━━━ Task input ━━━

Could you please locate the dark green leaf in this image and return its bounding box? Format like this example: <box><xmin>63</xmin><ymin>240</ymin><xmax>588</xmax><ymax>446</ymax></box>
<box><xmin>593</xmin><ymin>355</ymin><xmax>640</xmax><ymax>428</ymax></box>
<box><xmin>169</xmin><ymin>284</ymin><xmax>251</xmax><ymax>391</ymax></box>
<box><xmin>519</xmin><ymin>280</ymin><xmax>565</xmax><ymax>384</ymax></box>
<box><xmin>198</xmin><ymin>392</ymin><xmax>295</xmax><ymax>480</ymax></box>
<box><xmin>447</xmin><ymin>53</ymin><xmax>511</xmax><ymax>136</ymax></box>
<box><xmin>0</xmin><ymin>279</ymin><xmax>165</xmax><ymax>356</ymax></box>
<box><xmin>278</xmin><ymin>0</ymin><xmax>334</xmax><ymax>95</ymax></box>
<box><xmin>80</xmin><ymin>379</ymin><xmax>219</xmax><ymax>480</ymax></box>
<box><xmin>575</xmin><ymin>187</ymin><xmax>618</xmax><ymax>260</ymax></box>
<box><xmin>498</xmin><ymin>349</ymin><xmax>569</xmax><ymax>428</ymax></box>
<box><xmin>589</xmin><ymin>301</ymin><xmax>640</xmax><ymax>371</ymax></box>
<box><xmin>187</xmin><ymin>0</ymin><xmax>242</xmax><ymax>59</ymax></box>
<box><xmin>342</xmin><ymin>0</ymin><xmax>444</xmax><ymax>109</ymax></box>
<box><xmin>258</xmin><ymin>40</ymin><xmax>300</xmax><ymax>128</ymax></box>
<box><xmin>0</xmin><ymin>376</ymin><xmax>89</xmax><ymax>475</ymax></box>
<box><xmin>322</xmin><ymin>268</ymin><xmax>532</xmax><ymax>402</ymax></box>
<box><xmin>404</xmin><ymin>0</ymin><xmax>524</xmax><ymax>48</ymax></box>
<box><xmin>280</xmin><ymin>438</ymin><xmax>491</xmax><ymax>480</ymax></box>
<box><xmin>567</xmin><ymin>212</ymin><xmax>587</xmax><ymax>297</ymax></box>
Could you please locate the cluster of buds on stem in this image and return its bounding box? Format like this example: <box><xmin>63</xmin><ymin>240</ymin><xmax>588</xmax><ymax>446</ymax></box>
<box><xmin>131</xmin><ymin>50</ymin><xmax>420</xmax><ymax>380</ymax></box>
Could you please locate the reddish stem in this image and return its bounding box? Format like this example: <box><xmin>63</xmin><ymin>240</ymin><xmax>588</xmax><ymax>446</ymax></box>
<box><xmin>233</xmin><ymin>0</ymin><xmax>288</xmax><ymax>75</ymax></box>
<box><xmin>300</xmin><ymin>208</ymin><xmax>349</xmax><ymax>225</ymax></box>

━━━

--- What is needed ---
Present the entries as a Markdown table with the columns "No." and "Text," starting with the line that contains "Could you please locate the reddish" and going on through the end of the entries. Leave out blank lines.

--- Result ---
| No. | Text |
|---|---|
| 1 | Could you please locate the reddish stem in this image and return its bounding box? Format like this example: <box><xmin>63</xmin><ymin>240</ymin><xmax>588</xmax><ymax>446</ymax></box> |
| 2 | <box><xmin>233</xmin><ymin>0</ymin><xmax>288</xmax><ymax>75</ymax></box> |
| 3 | <box><xmin>300</xmin><ymin>208</ymin><xmax>349</xmax><ymax>225</ymax></box> |